▶ [Given task]
Rewrite the note on the C text indexer from "This would be" up to and including "good, clean feeling.", changing "optimization" to "tuning".

▶ [Extract]
>>
The Python text indexer I posted here last weekend (and, I think,
again yesterday) is too slow.  Friday, after work, I hacked out
something in C to see if I could get it to be faster.  It's about 10
times faster than the Python version, but it lacks some features:
- it doesn't yet do the case-insensitive thing
- it doesn't yet do the indexing-by-chunks thing
- it doesn't yet do merging

The case-sensitivity was a deliberate design decision --- I thought it
would be better to do it as an index postprocessing step, touching
each indexed term only once, rather than individually downcasing every
letter in the corpus.  But I forgot about it Saturday afternoon, when
I added output sorting.  (I thought it would probably be quicker to
qsort the output in RAM rather than after it was already in text
files.)

I've tested it against the Python indexer; if I downcase the entire
input text, then capitalize 'from ' at the beginnings of lines to
recover messagehood, both programs produce identical output --- except
that the Python indexer doesn't index the 'From 's at the beginnings
of messages.

This would be an interesting program to write with the STL.

Since merging takes a substantial fraction of the indexing time, it
probably could benefit from some optimization as well.  Rewriting it
in C wouldn't be too hard, I don't think.

It felt really good to write this in C.  Maintaining C code can be the
pits, but the language really has a good, clean feeling.
<<
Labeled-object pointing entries
>>
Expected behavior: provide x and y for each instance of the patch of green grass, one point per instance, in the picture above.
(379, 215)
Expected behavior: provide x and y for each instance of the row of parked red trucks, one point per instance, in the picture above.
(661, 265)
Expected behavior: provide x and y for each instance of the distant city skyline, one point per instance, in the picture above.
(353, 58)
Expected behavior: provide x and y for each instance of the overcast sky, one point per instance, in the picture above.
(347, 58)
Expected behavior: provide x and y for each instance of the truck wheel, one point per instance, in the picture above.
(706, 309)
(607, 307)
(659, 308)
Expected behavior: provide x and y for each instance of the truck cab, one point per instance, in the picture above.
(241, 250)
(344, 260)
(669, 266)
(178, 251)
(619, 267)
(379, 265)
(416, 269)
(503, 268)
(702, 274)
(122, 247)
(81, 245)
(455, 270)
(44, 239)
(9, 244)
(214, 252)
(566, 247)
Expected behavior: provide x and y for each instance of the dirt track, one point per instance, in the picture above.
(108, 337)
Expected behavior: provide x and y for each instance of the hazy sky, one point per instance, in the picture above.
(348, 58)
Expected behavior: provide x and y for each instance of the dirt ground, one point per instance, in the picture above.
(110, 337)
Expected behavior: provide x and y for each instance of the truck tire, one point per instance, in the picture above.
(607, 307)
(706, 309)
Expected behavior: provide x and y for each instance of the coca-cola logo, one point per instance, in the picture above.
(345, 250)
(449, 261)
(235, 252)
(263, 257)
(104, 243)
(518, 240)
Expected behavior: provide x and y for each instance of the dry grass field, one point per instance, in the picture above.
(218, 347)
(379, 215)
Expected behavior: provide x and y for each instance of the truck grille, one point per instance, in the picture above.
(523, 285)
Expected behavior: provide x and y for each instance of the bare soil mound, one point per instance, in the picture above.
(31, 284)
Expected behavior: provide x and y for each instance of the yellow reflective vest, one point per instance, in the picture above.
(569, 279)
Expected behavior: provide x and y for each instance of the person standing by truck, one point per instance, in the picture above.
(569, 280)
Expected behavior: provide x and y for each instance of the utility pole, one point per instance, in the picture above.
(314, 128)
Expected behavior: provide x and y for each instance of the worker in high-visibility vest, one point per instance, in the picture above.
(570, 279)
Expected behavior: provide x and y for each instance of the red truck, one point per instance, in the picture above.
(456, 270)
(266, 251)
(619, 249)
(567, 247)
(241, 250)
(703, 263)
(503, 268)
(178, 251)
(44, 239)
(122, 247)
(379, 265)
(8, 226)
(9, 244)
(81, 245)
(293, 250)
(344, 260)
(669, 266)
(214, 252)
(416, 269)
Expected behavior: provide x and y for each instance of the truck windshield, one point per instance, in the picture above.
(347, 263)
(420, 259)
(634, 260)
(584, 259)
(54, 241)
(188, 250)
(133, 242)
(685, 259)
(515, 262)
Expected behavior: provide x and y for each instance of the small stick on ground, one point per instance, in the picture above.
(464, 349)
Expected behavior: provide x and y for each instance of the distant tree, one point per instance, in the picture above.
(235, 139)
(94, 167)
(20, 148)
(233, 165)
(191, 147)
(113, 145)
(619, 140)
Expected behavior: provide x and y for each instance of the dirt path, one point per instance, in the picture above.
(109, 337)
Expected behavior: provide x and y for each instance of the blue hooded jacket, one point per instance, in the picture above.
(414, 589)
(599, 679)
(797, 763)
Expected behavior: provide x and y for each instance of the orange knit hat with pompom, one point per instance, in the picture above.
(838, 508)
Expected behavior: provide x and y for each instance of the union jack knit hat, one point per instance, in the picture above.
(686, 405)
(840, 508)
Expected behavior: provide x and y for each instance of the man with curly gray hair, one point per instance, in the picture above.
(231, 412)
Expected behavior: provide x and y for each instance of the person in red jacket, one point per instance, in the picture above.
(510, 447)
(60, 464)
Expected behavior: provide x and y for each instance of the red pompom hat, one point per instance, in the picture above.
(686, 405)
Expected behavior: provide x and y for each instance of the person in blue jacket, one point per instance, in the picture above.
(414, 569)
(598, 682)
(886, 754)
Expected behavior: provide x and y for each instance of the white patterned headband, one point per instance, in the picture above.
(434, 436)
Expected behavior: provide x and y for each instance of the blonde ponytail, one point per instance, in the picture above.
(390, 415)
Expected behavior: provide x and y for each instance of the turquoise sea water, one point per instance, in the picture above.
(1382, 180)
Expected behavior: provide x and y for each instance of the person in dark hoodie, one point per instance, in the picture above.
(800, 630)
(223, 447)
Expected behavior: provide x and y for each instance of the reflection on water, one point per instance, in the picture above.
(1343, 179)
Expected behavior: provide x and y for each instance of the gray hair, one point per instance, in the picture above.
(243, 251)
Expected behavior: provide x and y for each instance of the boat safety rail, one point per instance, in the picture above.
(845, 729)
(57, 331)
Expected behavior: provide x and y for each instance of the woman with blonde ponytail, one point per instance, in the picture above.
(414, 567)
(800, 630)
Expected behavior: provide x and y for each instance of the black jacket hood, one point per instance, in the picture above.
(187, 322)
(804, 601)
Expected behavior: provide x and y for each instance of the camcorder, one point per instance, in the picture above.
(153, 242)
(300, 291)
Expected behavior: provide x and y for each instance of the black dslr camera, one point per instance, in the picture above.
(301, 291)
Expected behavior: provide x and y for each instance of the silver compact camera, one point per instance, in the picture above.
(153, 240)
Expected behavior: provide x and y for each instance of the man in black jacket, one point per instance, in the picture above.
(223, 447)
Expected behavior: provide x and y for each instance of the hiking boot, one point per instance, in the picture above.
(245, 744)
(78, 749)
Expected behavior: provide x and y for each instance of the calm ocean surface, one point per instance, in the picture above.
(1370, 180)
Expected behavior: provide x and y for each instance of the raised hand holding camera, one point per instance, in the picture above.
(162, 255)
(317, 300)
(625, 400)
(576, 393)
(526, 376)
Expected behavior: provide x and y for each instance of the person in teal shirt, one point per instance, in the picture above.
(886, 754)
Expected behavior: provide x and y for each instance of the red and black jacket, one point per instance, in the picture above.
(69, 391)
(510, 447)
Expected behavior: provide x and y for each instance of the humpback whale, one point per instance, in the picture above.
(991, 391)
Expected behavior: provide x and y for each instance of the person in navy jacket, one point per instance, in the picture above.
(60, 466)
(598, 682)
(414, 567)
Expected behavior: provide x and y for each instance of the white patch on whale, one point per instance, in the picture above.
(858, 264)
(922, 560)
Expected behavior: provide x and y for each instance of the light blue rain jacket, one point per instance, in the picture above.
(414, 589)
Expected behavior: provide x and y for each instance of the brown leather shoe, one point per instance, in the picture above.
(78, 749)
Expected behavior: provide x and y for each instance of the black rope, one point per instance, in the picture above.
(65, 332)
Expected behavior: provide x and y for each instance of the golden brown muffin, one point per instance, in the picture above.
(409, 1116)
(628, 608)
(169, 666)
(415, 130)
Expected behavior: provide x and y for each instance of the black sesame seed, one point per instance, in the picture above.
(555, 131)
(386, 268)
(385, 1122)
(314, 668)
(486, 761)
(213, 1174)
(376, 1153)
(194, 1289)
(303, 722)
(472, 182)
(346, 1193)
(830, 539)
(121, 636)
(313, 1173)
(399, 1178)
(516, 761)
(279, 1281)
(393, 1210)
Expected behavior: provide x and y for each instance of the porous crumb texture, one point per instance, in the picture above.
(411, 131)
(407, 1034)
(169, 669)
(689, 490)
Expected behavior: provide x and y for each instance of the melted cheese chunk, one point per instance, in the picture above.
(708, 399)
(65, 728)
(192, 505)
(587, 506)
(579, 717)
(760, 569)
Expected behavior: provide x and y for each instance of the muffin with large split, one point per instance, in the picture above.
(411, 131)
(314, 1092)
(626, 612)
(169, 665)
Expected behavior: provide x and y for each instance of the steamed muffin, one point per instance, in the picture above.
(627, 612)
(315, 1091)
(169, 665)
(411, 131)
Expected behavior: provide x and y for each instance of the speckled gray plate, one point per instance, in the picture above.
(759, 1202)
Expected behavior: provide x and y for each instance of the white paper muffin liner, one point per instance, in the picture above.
<<
▶ [Reply]
This would be an interesting program to write with the STL.

Since merging takes a substantial fraction of the indexing time, it
probably could benefit from some tuning as well.  Rewriting it
in C wouldn't be too hard, I don't think.

It felt really good to write this in C.  Maintaining C code can be the
pits, but the language really has a good, clean feeling.